WHAT IS BEING ASKED >>
Locate the line containing "point_to annotates the yellow", then please write out that line and all the lines below it in the entries exactly.
━━ RECORDS FOR THIS EXERCISE
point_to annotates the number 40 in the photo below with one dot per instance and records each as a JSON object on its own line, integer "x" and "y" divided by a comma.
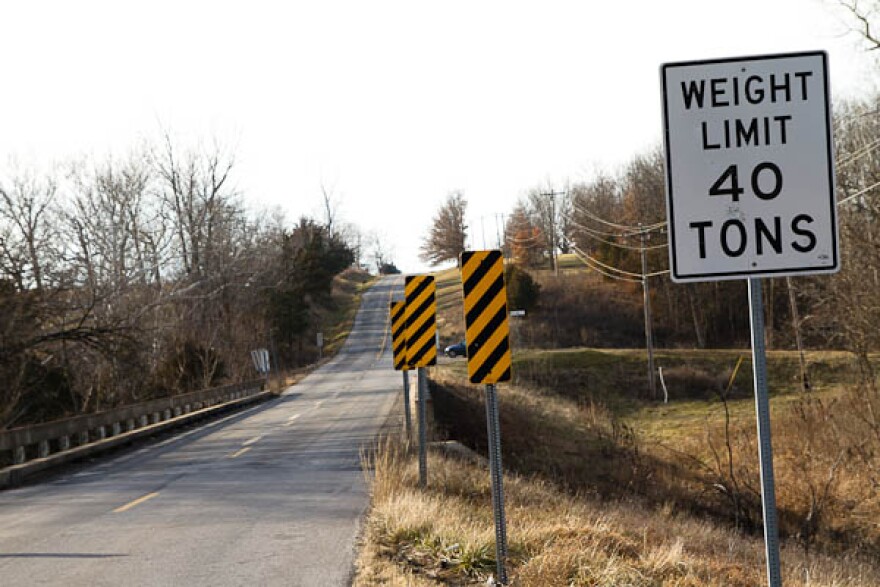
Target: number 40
{"x": 728, "y": 183}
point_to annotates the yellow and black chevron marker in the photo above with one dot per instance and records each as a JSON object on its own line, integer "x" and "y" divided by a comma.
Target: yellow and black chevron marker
━━━━
TASK SOLUTION >>
point_to annotates the yellow and black chevron marker in the photo above with one dot per instance and records each as a JSON object on its own line, integer "x" and "y" divided by a comma.
Target: yellow and black chevron marker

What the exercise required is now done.